### Exercise description
Write a continuation of the passage about horsetail plants, starting after its final sentence.

### Text provided
.....
If you’ve been to the Dinosaur Trail and walked past the Troodons, you’ve seen horsetail. There are more than twenty species of horsetail (Equisetum) some of which grow straight and tall with little branching, some branch out extensively from the hollow central stem, some grow in water, and some grow in dryer habitats, but they all have one thing in common, the do not have flowers or produce seeds.
Although once established horsetails spread ?from rhizomes under the soil, Equisetums reproduce from spores, similar to the way ferns or mushrooms reproduce. The fact that these plants do not produce flowers is one of the reasons that they’re planted on the Dinosaur Trail, they’re an ancient plant. Flowering plants are a relatively new addition to the world’s flora.
The spores are released from a Strobilus (stro bi’ lus), a cone-like structure at the tip of the plant’s stem. The spores are spread either by the wind, the bump of some passing animal, or the flick of a naturalist’s finger.
Horsetail is variously know as Bottlebrush, Corncob Plant, Dutch Rushes, Scouring Rush, Paddock-pipes, and many other names. You may not be surprised from those names that horsetail can be used to scrub pots and polish metal. This use as a cleaning tool is due to the presence of silica within the plant’s stem.
Equisetum also has many medicinal uses for everything from healing ulcers to kidney problems. It seems though, from what I’ve read, that it’s most often prescribed for kidney, bladder, and urinary tract conditions.
.....
### Extracted material

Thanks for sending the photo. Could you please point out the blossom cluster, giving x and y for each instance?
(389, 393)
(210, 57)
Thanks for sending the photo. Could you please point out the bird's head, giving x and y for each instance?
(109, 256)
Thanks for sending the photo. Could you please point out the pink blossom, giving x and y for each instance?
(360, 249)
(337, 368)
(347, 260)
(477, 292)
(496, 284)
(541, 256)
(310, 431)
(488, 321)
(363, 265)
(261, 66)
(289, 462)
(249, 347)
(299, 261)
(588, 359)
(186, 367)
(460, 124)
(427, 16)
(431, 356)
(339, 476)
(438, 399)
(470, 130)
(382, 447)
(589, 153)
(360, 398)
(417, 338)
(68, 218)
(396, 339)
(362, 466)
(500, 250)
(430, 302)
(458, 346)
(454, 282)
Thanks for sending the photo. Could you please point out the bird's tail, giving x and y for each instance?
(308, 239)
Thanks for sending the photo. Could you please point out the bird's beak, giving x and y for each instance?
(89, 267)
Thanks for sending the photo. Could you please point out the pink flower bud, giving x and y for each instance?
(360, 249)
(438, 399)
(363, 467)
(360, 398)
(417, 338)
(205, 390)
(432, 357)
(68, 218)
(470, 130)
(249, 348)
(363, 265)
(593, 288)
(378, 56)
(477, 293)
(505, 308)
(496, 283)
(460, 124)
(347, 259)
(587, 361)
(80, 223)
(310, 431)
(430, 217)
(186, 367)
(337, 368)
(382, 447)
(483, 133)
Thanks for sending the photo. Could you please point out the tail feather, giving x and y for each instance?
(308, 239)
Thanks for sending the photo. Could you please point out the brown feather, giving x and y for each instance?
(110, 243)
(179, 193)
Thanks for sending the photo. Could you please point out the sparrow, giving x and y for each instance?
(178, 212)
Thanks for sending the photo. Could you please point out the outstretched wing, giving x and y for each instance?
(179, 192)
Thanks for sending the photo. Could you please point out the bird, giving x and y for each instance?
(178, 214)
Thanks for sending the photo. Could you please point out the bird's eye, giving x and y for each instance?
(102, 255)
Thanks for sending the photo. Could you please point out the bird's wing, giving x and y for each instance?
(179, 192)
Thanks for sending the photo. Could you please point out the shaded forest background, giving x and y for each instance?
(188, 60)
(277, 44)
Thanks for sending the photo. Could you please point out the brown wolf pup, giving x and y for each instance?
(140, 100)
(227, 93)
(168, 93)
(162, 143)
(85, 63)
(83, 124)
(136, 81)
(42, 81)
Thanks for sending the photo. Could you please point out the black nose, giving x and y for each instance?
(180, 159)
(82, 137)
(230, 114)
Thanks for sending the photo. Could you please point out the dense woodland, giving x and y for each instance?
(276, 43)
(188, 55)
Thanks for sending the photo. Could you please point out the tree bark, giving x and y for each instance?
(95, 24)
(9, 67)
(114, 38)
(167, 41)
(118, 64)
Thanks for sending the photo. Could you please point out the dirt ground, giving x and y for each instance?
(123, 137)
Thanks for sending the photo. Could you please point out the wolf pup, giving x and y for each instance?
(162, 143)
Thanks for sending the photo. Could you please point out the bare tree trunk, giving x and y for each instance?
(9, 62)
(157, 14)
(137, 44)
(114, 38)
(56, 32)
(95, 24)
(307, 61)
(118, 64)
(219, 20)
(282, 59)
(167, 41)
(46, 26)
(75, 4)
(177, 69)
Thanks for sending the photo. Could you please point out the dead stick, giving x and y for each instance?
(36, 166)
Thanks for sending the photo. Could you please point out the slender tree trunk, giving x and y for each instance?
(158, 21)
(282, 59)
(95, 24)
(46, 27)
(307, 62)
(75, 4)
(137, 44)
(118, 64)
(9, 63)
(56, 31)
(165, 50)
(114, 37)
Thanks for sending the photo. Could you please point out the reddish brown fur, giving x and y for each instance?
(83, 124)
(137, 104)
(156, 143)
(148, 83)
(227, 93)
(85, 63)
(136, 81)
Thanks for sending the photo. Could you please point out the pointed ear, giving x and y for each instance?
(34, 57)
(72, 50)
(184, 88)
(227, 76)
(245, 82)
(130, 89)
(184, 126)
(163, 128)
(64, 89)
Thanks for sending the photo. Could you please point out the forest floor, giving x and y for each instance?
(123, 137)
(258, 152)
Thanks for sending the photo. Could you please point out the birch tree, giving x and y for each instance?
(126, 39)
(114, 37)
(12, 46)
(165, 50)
.....
### Exercise result
Also contained within the plant is potassium, aluminum, manganese, saponins, phytosterols, phenolic acids, cafeic acids, alkaloids, and tannins.
Horsetail is a very useful plant.
Where does the name horsetail come from? The common name is derived from the scientific name Equisetum which, broken down is equus (horse) and seta (bristle). Where does the scientific name come from? The scientific name comes from the plant’s resemblance to a horse’s tail. Although our variety of horsetail (on the Dino Trail) doesn’t look at all like the tail of a horse, the large, branching variety does bear at least some resemblance to the bushy end of a horse.
How did I get the picture of the spores flying off of the strobilus? Well, if you remember from above, “The spores are spread either by the wind, the bump of some passing animal, or the flick of a naturalist’s finger.”
Kristin must have flicked a dozen of these stalks before I was able to get a decent shot of the spores flying through the air.